#### Material provided:
= = = = =
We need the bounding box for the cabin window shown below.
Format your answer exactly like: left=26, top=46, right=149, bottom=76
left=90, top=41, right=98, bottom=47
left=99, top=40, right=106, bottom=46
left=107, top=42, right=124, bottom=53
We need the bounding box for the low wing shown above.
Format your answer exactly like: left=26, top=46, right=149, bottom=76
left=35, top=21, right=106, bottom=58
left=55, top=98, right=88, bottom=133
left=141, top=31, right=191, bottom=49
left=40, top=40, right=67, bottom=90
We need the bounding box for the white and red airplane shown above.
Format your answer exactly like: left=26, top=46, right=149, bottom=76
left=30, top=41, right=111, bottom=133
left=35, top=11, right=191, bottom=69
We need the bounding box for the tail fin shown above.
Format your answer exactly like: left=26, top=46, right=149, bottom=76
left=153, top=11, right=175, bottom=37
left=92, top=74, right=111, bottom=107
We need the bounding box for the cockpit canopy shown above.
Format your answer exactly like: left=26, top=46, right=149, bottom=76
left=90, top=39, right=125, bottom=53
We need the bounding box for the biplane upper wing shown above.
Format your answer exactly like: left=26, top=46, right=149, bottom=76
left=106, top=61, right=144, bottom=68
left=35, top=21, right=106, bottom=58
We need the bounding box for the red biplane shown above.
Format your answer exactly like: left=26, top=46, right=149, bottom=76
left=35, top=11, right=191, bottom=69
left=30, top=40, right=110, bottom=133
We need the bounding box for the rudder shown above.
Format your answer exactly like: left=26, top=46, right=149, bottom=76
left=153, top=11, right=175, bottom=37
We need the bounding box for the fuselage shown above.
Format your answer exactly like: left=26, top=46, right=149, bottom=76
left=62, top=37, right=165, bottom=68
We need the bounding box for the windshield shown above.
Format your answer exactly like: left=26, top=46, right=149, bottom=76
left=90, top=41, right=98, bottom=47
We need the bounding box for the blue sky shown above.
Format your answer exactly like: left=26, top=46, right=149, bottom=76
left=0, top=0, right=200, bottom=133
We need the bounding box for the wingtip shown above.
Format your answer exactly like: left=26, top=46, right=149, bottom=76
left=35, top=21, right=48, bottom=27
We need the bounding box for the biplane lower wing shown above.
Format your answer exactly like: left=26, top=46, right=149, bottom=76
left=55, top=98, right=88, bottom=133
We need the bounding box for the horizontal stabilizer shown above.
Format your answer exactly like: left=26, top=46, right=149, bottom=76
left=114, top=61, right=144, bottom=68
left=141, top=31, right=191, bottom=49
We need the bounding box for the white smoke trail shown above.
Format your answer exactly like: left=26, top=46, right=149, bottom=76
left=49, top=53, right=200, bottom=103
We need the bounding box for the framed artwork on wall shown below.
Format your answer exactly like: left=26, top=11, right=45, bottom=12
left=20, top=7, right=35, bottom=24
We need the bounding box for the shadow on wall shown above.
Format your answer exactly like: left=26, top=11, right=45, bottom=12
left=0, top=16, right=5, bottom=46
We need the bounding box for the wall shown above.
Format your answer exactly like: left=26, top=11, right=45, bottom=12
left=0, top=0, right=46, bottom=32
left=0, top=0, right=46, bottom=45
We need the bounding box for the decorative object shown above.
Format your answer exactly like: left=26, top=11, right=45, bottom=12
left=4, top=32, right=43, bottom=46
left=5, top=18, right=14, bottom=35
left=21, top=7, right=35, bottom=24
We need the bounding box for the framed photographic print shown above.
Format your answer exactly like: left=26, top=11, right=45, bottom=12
= = = = =
#### Exercise brief:
Render every line of the entries above as a JSON list of strings, one string per line, leaving out blank lines.

#### Written reply:
[
  "We need the bounding box for the cabin window shown below.",
  "Format your answer exactly like: left=26, top=46, right=149, bottom=76",
  "left=90, top=41, right=98, bottom=47",
  "left=99, top=40, right=106, bottom=46",
  "left=107, top=42, right=124, bottom=53",
  "We need the bounding box for the low wing shown above.",
  "Format your answer exactly like: left=26, top=46, right=149, bottom=76",
  "left=35, top=21, right=106, bottom=58",
  "left=55, top=98, right=88, bottom=133",
  "left=141, top=31, right=191, bottom=49",
  "left=40, top=40, right=67, bottom=90",
  "We need the bounding box for the white and red airplane shown above.",
  "Format your answer exactly like: left=26, top=46, right=149, bottom=76",
  "left=30, top=41, right=111, bottom=133",
  "left=35, top=11, right=191, bottom=69",
  "We need the bounding box for the tail fin shown above.",
  "Format your answer exactly like: left=26, top=46, right=149, bottom=76",
  "left=153, top=11, right=175, bottom=37",
  "left=92, top=74, right=111, bottom=107",
  "We need the bounding box for the cockpit canopy shown above.",
  "Format your answer exactly like: left=26, top=46, right=149, bottom=76",
  "left=90, top=39, right=125, bottom=53",
  "We need the bounding box for the biplane upper wing shown above.",
  "Format your answer exactly like: left=26, top=46, right=149, bottom=76",
  "left=106, top=61, right=144, bottom=68",
  "left=35, top=21, right=106, bottom=58",
  "We need the bounding box for the red biplane shown above.",
  "Format your answer exactly like: left=26, top=46, right=149, bottom=76",
  "left=35, top=11, right=191, bottom=69",
  "left=30, top=40, right=110, bottom=133",
  "We need the bounding box for the rudder shown above.",
  "Format your answer exactly like: left=26, top=46, right=149, bottom=76",
  "left=153, top=11, right=175, bottom=37",
  "We need the bounding box for the fuselage shown above.",
  "Format your answer exactly like: left=26, top=46, right=149, bottom=76",
  "left=62, top=37, right=165, bottom=68",
  "We need the bounding box for the windshield shown above.",
  "Format your answer exactly like: left=26, top=46, right=149, bottom=76",
  "left=90, top=41, right=98, bottom=47",
  "We need the bounding box for the blue sky shown above.",
  "Format your answer exactly like: left=26, top=46, right=149, bottom=76",
  "left=0, top=0, right=200, bottom=133",
  "We need the bounding box for the wingtip shown above.",
  "Format your answer exactly like: left=26, top=46, right=149, bottom=76",
  "left=35, top=21, right=48, bottom=27",
  "We need the bounding box for the biplane lower wing shown above.",
  "Format your answer exactly like: left=26, top=46, right=149, bottom=76",
  "left=55, top=98, right=88, bottom=133",
  "We need the bounding box for the horizontal stabilizer shown above.",
  "Format your answer exactly like: left=26, top=46, right=149, bottom=76",
  "left=114, top=61, right=144, bottom=68",
  "left=141, top=31, right=191, bottom=49",
  "We need the bounding box for the white smoke trail shown above.",
  "Format your answer exactly like: left=26, top=46, right=149, bottom=76",
  "left=49, top=53, right=200, bottom=103",
  "We need the bounding box for the framed artwork on wall shown below.",
  "Format your answer exactly like: left=26, top=11, right=45, bottom=12",
  "left=20, top=7, right=35, bottom=24",
  "We need the bounding box for the shadow on wall shown above.",
  "Format your answer exactly like: left=26, top=11, right=45, bottom=12",
  "left=0, top=16, right=5, bottom=46",
  "We need the bounding box for the wall shown above.",
  "Format your answer exactly like: left=26, top=11, right=45, bottom=12",
  "left=0, top=0, right=46, bottom=32",
  "left=0, top=0, right=46, bottom=45",
  "We need the bounding box for the decorative object shown above.",
  "Format your answer exactly like: left=26, top=11, right=45, bottom=12",
  "left=4, top=32, right=43, bottom=46",
  "left=5, top=18, right=14, bottom=35",
  "left=21, top=7, right=35, bottom=24",
  "We need the bounding box for the framed photographic print shown above.",
  "Format your answer exactly like: left=26, top=11, right=45, bottom=12"
]